*** PASSAGE SHOWN ***

These assignments are without merit.

Assignments 12 and 14: The defense contends that the trial judge erroneously overruled several objections to testimony elicited by the State to the effect that after receiving the Miranda warnings, defendant remained silent after arrest and while he was incarcerated prior to his release on bail.

In brief the defendant asserts that evidence was elicited by the State over defense objections in three ways; 1) by direct examination on the State's case in chief; 2) by cross-examination of the defendant; and 3) by direct examination of a witness on rebuttal.

Deputy Floyd Terrell, Jr., one of the two arresting officers, testified for the State. While he was being examined by the prosecutor, this colloquy occurred.

***

**EXERCISE DESCRIPTION:**
Write out the passage on the defendant's post-arrest silence from "Assignments 12 and" up to and including "this colloquy occurred.", word for word.

*** GIVEN DATA ***

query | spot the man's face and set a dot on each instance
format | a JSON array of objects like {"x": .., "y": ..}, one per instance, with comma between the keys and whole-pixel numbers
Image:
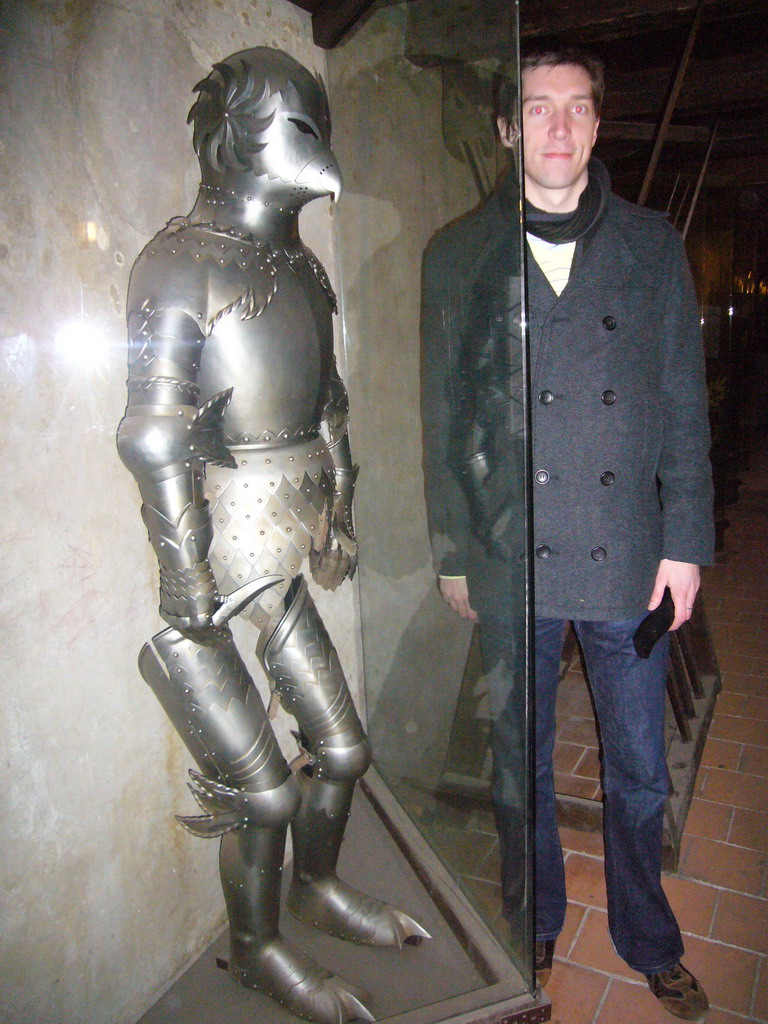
[{"x": 559, "y": 128}]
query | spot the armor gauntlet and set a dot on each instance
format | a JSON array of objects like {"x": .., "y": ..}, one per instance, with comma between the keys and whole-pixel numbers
[
  {"x": 164, "y": 439},
  {"x": 338, "y": 559}
]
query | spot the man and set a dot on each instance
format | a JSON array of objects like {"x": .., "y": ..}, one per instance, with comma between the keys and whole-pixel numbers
[{"x": 622, "y": 493}]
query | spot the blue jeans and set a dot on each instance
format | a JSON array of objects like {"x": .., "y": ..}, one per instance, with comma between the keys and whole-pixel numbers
[{"x": 629, "y": 694}]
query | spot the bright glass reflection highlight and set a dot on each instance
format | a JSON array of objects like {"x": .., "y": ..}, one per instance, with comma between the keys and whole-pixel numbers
[{"x": 81, "y": 342}]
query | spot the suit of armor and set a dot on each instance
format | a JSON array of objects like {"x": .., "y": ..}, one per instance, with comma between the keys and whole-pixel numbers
[{"x": 236, "y": 433}]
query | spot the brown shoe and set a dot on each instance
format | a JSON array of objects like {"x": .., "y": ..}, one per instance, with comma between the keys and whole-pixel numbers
[
  {"x": 545, "y": 950},
  {"x": 679, "y": 992}
]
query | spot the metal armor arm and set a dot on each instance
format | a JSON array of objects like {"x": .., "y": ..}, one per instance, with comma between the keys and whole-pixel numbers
[
  {"x": 338, "y": 559},
  {"x": 164, "y": 439}
]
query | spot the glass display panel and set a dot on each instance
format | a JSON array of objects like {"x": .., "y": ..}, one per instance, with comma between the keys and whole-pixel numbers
[{"x": 431, "y": 270}]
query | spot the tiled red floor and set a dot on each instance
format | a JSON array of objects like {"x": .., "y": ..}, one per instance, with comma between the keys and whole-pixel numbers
[{"x": 720, "y": 891}]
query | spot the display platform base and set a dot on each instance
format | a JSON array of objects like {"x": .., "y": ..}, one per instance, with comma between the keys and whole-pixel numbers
[{"x": 461, "y": 976}]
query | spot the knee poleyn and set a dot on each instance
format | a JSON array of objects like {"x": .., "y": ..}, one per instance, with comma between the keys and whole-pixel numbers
[{"x": 342, "y": 764}]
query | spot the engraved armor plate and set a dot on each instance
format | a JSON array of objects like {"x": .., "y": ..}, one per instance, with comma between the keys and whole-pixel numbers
[{"x": 267, "y": 515}]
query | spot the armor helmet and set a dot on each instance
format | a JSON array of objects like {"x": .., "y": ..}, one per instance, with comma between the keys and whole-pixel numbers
[{"x": 262, "y": 125}]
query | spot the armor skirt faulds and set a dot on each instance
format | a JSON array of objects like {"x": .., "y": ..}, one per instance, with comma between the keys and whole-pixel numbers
[{"x": 267, "y": 515}]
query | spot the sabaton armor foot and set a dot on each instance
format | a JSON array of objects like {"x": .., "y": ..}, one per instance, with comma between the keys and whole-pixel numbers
[
  {"x": 284, "y": 973},
  {"x": 341, "y": 910}
]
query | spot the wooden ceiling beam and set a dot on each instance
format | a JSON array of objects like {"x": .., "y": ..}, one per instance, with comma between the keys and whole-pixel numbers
[{"x": 333, "y": 18}]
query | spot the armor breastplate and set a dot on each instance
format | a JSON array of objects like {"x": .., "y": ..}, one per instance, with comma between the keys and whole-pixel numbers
[{"x": 265, "y": 315}]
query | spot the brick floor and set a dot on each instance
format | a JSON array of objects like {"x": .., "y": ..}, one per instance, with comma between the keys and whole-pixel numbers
[{"x": 719, "y": 892}]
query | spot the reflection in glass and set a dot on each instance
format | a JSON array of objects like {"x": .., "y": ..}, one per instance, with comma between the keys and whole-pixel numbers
[{"x": 433, "y": 313}]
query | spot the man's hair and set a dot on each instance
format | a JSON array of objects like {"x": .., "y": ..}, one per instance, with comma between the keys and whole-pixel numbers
[{"x": 570, "y": 55}]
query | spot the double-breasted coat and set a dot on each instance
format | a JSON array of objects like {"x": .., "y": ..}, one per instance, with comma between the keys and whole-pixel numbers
[{"x": 621, "y": 475}]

***

**ANSWER TO THIS PROBLEM:**
Assignments 12 and 14: The defense contends that the trial judge erroneously overruled several objections to testimony elicited by the State to the effect that after receiving the Miranda warnings, defendant remained silent after arrest and while he was incarcerated prior to his release on bail.

In brief the defendant asserts that evidence was elicited by the State over defense objections in three ways; 1) by direct examination on the State's case in chief; 2) by cross-examination of the defendant; and 3) by direct examination of a witness on rebuttal.

Deputy Floyd Terrell, Jr., one of the two arresting officers, testified for the State. While he was being examined by the prosecutor, this colloquy occurred.